(Extracted data Opens)

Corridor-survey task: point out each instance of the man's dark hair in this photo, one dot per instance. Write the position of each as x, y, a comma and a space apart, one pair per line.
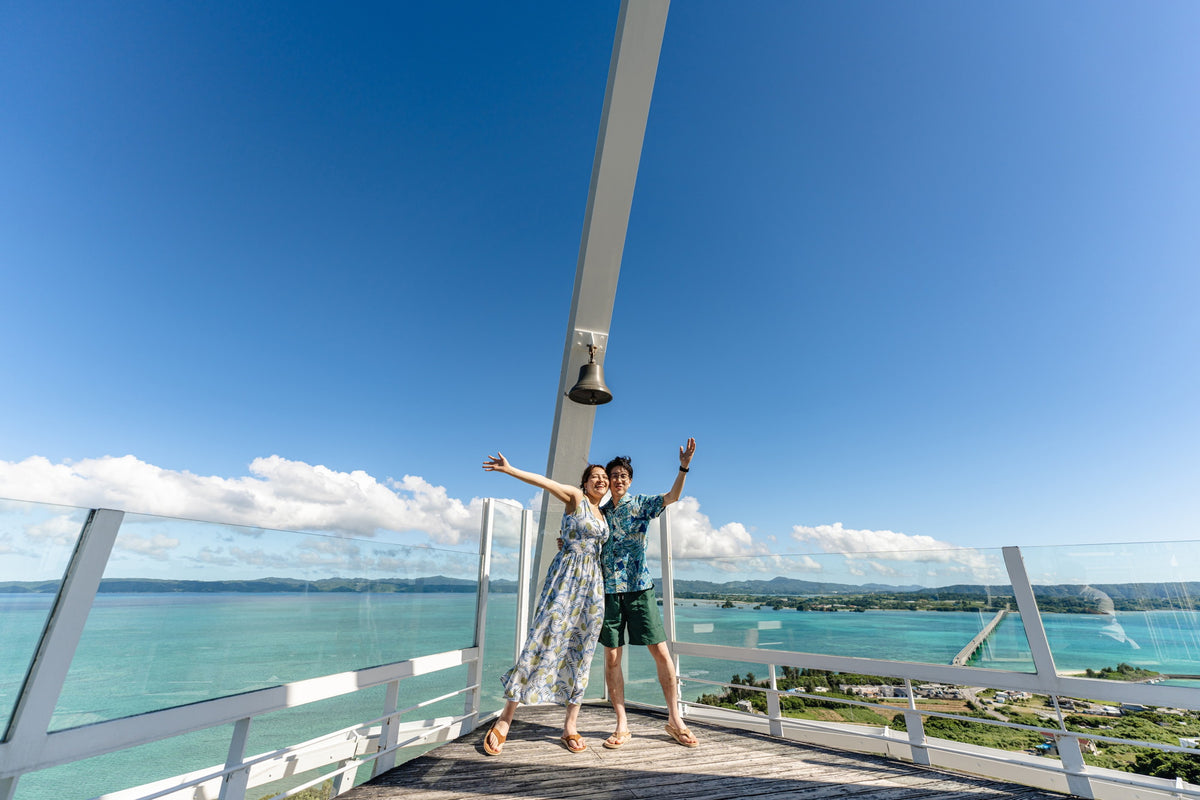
621, 461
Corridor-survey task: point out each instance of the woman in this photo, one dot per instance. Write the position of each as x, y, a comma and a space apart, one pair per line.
557, 656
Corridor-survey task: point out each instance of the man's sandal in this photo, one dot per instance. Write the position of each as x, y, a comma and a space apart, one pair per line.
682, 735
574, 743
621, 737
499, 741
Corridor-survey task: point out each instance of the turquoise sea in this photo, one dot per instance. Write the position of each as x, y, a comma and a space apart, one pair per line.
142, 653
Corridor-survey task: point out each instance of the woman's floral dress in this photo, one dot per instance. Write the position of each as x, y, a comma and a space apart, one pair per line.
557, 656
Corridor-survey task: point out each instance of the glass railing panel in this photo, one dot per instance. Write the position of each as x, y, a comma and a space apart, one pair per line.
1137, 605
36, 542
193, 611
502, 602
917, 606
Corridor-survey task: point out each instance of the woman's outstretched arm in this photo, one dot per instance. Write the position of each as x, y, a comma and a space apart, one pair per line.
569, 494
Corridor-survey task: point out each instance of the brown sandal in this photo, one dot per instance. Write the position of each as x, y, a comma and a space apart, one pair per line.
574, 743
499, 741
621, 738
679, 733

(Extracted data Closes)

__How to complete this task__: Reproduce the line that contains "Corridor-survey task: point out each instance of the brown" and each line after it through the last line of the entries above, exactly; leave out all earlier lines.

__Answer for the task__:
Corridor-survey task: point out each instance of the brown sandal in this photo, one dot per instance. Write the position of each as x, y, a comma and a space apart, one pair per line.
574, 743
499, 741
621, 738
679, 733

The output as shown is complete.